### Task instructions
Please count the lines of the material below that contain the word "gray". Reply with the number only.

### Data to process

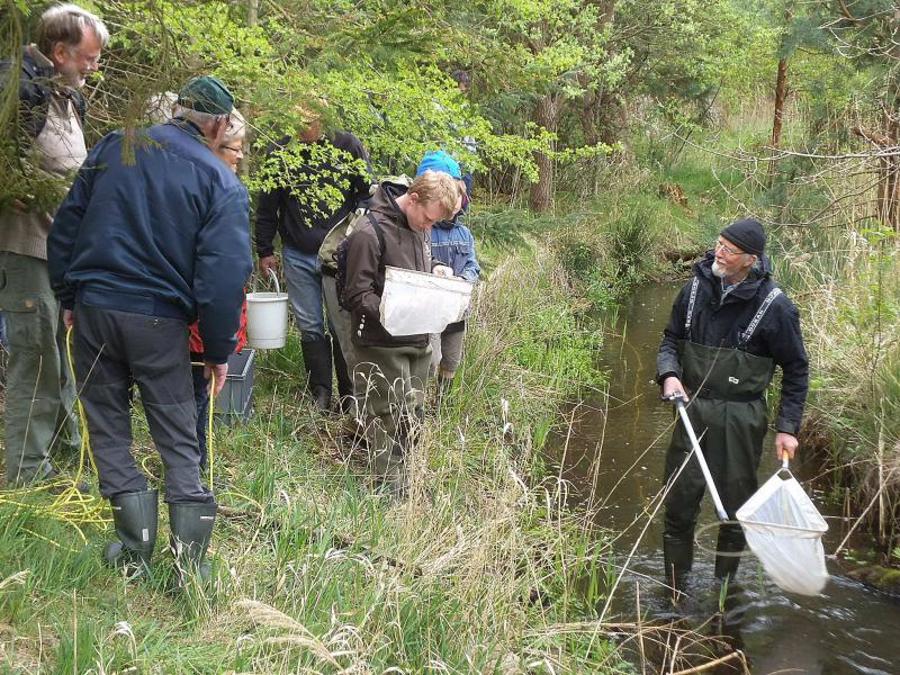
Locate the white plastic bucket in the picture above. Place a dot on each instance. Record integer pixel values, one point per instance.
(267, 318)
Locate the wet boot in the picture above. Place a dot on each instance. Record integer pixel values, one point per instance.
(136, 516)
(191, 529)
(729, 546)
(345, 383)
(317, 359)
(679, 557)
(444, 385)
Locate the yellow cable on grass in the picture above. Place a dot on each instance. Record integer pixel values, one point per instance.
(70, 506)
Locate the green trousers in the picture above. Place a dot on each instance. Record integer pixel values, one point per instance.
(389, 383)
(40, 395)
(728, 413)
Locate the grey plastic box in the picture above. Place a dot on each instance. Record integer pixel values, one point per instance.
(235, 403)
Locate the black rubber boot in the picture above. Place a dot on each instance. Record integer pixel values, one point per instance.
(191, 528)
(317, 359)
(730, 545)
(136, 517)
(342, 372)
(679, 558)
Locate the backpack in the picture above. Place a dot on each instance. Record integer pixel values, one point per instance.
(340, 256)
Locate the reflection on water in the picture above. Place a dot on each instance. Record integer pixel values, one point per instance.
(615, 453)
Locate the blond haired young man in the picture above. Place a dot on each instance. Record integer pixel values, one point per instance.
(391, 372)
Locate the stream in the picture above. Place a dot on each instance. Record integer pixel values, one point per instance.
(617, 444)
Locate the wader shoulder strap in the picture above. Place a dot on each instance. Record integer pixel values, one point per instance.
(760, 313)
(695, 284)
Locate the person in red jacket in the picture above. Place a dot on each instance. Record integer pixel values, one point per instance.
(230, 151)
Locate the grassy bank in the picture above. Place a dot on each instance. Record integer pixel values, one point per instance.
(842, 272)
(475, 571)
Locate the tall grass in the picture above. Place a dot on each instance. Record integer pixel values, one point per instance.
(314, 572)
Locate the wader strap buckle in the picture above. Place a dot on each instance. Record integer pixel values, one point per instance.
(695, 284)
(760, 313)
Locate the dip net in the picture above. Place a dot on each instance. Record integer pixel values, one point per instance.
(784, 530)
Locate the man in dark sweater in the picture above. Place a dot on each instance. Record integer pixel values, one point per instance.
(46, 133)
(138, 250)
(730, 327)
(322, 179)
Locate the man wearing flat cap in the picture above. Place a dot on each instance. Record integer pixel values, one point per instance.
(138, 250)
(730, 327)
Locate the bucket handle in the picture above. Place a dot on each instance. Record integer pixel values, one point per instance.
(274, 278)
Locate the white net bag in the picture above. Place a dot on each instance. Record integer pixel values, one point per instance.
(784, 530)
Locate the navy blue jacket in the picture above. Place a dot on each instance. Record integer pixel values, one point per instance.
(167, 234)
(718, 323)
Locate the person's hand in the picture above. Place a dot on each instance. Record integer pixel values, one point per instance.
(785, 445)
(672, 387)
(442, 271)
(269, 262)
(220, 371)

---

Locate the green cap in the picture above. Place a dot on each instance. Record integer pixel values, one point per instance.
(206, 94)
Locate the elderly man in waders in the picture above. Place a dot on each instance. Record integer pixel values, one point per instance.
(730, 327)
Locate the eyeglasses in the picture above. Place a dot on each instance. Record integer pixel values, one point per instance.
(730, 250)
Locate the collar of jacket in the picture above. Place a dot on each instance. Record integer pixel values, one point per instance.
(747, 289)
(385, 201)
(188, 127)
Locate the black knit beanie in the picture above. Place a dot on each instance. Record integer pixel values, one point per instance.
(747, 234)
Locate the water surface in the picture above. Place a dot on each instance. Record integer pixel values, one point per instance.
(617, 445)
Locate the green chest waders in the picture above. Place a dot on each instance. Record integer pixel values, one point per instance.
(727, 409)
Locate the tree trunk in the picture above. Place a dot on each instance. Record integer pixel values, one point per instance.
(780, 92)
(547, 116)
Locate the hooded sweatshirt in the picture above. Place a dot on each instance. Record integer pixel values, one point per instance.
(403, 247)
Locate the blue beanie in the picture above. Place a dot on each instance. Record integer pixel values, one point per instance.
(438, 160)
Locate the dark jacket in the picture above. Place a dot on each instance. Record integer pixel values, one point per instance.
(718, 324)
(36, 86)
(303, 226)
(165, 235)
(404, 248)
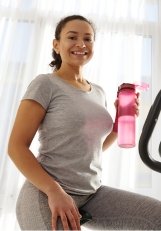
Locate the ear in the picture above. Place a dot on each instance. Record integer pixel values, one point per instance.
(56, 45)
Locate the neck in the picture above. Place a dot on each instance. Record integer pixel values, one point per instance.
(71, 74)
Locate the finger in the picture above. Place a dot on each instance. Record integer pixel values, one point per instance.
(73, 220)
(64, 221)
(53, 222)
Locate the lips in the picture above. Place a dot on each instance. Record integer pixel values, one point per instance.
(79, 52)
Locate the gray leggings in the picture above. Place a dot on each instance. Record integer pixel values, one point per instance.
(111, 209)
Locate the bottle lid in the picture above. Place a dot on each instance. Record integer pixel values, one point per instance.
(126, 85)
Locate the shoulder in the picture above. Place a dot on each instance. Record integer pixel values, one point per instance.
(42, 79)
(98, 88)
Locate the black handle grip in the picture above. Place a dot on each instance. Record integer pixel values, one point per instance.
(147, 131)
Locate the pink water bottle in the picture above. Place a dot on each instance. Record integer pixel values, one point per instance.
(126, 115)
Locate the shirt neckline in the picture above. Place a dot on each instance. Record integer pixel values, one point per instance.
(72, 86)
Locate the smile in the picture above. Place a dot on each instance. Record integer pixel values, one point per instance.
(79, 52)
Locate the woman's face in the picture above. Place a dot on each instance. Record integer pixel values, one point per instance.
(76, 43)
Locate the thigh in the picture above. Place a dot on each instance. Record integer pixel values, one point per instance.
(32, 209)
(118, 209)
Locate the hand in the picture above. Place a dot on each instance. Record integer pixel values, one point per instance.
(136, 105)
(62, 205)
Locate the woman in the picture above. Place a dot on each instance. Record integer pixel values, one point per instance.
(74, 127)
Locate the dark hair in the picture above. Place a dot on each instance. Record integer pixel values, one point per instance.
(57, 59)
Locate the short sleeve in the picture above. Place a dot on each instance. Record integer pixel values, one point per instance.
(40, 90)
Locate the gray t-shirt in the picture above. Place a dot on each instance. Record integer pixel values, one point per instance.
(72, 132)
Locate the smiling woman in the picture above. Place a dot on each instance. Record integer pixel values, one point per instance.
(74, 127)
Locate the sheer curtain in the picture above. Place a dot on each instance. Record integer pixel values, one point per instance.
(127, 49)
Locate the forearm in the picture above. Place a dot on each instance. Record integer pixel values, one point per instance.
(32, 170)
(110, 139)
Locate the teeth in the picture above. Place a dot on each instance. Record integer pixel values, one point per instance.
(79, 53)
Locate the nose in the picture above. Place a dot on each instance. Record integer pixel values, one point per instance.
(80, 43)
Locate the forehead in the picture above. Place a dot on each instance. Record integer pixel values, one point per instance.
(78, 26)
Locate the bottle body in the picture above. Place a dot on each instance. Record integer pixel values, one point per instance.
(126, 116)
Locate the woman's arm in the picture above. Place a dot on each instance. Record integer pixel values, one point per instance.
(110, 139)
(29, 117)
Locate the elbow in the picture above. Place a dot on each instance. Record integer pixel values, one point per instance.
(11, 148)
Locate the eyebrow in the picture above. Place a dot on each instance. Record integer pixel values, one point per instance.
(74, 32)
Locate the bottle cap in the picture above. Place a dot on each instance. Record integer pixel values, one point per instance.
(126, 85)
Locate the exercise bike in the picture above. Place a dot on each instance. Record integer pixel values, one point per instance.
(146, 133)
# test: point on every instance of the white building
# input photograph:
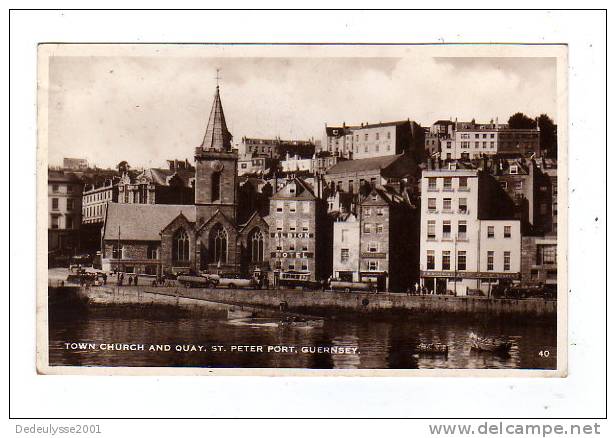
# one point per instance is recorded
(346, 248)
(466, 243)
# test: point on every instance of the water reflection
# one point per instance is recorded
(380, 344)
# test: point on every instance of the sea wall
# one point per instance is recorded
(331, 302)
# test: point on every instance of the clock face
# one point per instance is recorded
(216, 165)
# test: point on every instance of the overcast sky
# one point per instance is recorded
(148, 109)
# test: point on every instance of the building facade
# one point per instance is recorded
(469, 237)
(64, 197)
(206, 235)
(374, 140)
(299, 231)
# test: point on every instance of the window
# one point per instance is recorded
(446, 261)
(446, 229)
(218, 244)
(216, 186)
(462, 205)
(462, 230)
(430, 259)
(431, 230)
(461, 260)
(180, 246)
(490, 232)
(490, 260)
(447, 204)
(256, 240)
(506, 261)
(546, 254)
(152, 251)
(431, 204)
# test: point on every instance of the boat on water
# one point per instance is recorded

### Answer for the task
2